→ PROBLEM TO SOLVE: Quote the part of the passage on registering births and deaths that opens with the words containing "Yes, this is" and closes with "there referred to.)".

Is this the time, we again ask, when an unhappy family are to be tortured with the dread of an after-inquisition, and that, too, concerning the only points which, to the already sufficiently agonized relatives, are the most of all agonising and distressing?
Yes, this is the selected moment when they shall be expected to take especial note of the time and the circumstance, and to be cautious that all the memoranda of proceedings bear reference to the requisitions of an act of parliament, which authorizes and requires the district-registrar to inform himself, carefully, of every birth and death in his district, after the 1st of March next; and to learn and register, as soon after the event as conveniently may be done, the particulars touching every such birth and death :three of which particulars are, the times of birth, and death, and the cause of the latter. (See section 18, and schedules (A) and (B) there referred to.)

→ Photo-based referring expression data:
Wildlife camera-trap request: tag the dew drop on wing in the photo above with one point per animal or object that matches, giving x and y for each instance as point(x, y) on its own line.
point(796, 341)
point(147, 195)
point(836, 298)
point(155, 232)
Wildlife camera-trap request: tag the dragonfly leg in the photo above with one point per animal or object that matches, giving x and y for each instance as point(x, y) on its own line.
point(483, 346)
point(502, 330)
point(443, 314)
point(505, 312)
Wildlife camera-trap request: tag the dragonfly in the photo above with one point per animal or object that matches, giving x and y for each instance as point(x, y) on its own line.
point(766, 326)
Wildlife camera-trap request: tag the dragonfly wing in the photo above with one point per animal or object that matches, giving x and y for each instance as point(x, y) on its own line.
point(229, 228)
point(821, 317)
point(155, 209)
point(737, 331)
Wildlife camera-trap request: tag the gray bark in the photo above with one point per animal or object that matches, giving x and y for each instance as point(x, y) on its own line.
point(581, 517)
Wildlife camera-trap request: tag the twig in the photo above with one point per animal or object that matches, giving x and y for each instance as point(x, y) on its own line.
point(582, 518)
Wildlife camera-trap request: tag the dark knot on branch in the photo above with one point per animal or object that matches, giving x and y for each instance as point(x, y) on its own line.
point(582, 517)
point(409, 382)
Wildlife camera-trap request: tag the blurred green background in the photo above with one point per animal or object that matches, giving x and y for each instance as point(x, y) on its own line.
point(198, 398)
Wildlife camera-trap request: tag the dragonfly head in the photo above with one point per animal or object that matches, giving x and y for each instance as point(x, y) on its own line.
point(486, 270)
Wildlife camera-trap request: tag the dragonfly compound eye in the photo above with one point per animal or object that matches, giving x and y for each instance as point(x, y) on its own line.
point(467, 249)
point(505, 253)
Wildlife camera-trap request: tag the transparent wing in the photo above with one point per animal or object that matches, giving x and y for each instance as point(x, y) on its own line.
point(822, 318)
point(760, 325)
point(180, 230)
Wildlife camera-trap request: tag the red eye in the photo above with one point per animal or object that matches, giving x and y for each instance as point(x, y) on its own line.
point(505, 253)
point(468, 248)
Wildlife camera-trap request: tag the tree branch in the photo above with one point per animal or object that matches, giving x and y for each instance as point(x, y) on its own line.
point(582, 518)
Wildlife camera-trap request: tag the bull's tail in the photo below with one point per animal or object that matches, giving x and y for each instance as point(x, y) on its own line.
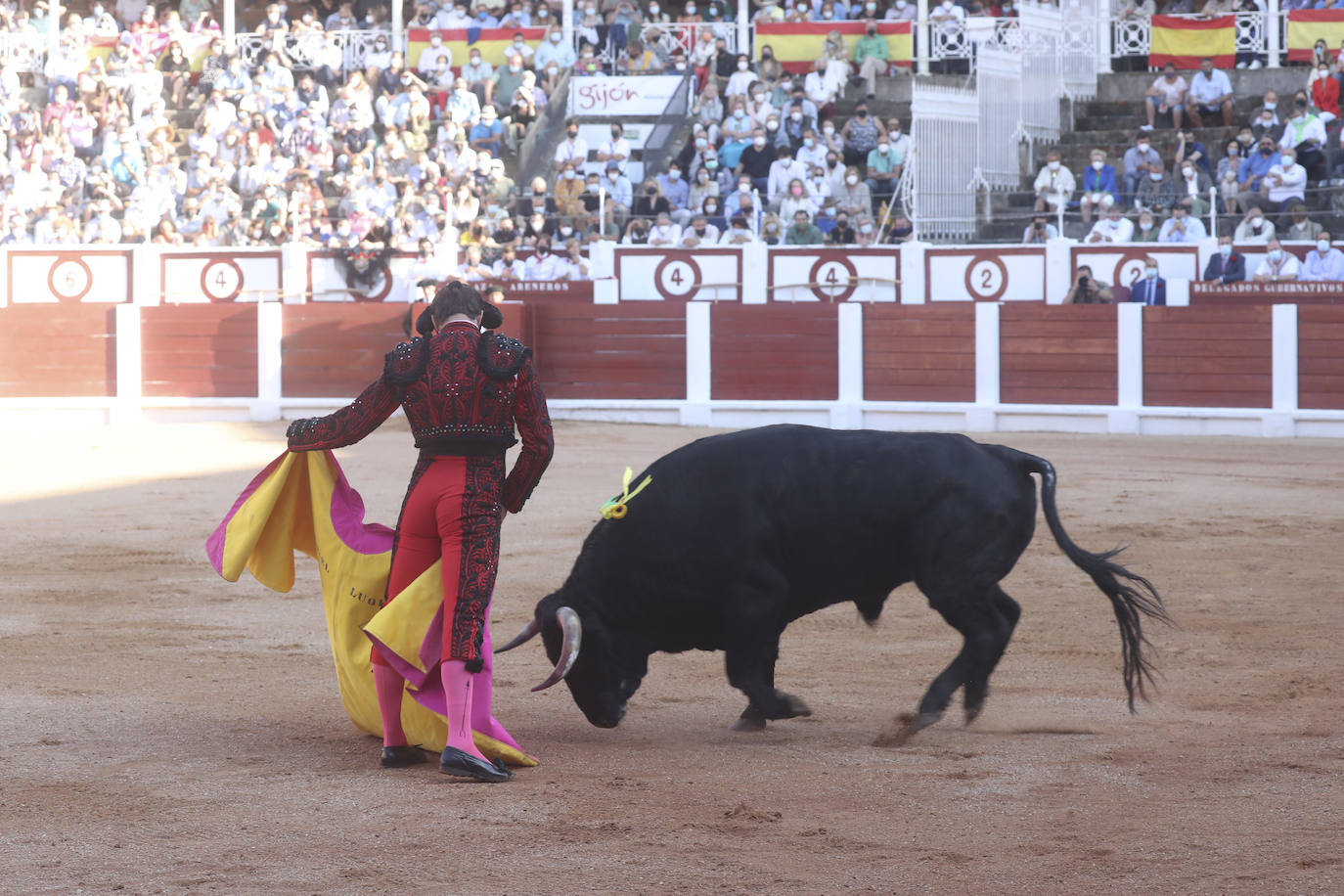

→ RESULT OF THE TASK:
Yes, this is the selected moment when they shall be expected to take especial note of the time and the circumstance, and to be cautious that all the memoranda of proceedings bear reference to the requisitions of an act of parliament, which authorizes and requires the district-registrar to inform himself, carefully, of every birth and death in his district, after the 1st of March next; and to learn and register, as soon after the event as conveniently may be done, the particulars touching every such birth and death :three of which particulars are, the times of birth, and death, and the cause of the latter. (See section 18, and schedules (A) and (B) there referred to.)